(Task material begins)

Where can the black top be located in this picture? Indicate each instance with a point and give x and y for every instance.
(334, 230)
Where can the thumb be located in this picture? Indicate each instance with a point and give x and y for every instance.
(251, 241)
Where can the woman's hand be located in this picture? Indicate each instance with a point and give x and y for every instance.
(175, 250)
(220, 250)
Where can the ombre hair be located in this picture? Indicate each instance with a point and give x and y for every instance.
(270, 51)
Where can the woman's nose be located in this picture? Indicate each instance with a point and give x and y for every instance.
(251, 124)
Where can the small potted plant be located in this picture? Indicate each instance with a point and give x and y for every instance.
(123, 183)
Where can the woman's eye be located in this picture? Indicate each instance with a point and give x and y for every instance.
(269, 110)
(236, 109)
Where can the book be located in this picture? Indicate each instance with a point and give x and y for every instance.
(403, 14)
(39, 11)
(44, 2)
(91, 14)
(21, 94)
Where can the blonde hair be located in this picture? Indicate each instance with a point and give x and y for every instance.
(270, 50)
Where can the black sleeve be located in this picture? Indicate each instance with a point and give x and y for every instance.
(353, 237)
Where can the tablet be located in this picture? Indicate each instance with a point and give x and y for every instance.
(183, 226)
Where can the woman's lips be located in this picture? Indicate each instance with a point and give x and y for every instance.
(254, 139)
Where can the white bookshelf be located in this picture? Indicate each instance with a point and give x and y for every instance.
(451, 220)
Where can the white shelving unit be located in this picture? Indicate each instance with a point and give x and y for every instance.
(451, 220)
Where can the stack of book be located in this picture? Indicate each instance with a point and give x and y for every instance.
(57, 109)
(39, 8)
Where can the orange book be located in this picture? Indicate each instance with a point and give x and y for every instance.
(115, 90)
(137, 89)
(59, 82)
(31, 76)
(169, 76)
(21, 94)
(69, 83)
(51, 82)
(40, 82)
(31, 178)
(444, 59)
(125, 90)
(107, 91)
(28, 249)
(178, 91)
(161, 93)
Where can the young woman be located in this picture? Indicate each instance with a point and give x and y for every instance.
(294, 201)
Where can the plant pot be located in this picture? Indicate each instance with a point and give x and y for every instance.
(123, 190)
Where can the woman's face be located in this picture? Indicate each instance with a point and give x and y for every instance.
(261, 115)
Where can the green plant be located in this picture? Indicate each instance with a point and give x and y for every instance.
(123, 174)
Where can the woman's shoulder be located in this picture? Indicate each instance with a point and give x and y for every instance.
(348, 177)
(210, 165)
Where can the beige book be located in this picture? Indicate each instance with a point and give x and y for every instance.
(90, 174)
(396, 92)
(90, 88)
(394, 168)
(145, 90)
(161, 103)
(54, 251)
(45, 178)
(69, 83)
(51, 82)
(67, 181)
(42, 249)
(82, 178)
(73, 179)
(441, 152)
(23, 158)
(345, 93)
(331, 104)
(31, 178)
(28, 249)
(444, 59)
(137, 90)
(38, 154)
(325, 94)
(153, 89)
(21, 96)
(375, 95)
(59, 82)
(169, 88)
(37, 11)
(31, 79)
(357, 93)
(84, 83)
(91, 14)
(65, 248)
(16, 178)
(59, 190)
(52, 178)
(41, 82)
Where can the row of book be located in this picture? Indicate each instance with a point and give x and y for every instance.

(Task material ends)

### Directions for this task
Repeat all of the records above exactly as written.

### Solution to this problem
Where can the black top be located in this picture? Indicate each instance with a point and give x and y for every instance.
(334, 230)
Where can the thumb be located in this picture? Indicate each instance with a point and give x and y for every instance.
(251, 241)
Where can the woman's hand be located in this picture? Indicate each instance with a point and give x and y for every instance.
(175, 250)
(220, 250)
Where can the ombre hair be located in this picture? Indicate each instance with a point and give x and y for every instance.
(270, 51)
Where can the woman's nose be located in this picture? Indicate each instance with a point and give x and y for every instance.
(251, 124)
Where can the small potted plant be located in this picture? Indicate each instance with a point and give x and y for every instance.
(123, 183)
Where can the woman's eye be located in this picture? Indicate each instance with a point and give x and y for every instance.
(269, 110)
(236, 109)
Where can the book be located in this picture? Indicate each instance with a point and give x and y for every instance.
(403, 14)
(39, 11)
(44, 2)
(91, 14)
(21, 94)
Where can the blonde hair be located in this picture? Indicate each instance with a point and give x and y for every instance.
(270, 50)
Where can the black sleeve be located in this picture? Indicate each instance with a point and give x and y for every instance.
(353, 237)
Where can the tablet be located in this picture? Indicate each instance with a point and give x and y for every instance.
(183, 226)
Where can the woman's lips be located in this picture? Indicate each instance with a point and give x and y for every instance.
(254, 139)
Where can the white bookshelf be located in this picture? Indicate each instance with a point and give x and y for every instance.
(451, 220)
Where can the white shelving unit be located in this picture? Indicate each instance with a point and give x and y for every instance.
(451, 220)
Where can the stack of book be located in this picture? Indicate each instance with a point and give x and y for every instance.
(57, 109)
(39, 8)
Where can the orange book be located in this picture? Indicate each instance with a point and give x and y for every instance.
(115, 90)
(137, 89)
(59, 82)
(31, 76)
(169, 76)
(21, 94)
(69, 83)
(51, 82)
(40, 82)
(31, 178)
(444, 59)
(125, 90)
(107, 91)
(28, 249)
(178, 91)
(161, 93)
Where can the young woman be located in this picture? Indicate each instance with a point and give x and y for every instance.
(294, 201)
Where can the plant pot be located in this picture? Indicate each instance with a point and give x and y for every instance.
(123, 190)
Where can the woman's face be located in this picture? Indicate each instance with a point and give x and y for every instance.
(261, 115)
Where can the green plant be located in this picture? Indicate each instance with a point and give x and y for every instance.
(123, 174)
Where can the woman's shoulder be located in this picture? Indicate each instance with a point and give x and y for every instance.
(348, 177)
(210, 165)
Where can the beige book be located in this picture? Indicate each instance with a point and give x and y for every instance.
(90, 174)
(396, 92)
(90, 88)
(394, 168)
(145, 90)
(161, 103)
(54, 251)
(45, 178)
(69, 83)
(51, 82)
(67, 181)
(42, 249)
(82, 178)
(73, 179)
(441, 152)
(23, 158)
(345, 93)
(331, 104)
(31, 178)
(28, 249)
(444, 59)
(137, 90)
(38, 154)
(325, 94)
(153, 89)
(21, 96)
(375, 95)
(59, 82)
(169, 88)
(37, 11)
(31, 79)
(357, 93)
(84, 83)
(91, 14)
(65, 248)
(16, 178)
(59, 190)
(52, 178)
(41, 82)
Where can the row of book be located in this picture? Indicate each instance with a point and give x and y for every instance.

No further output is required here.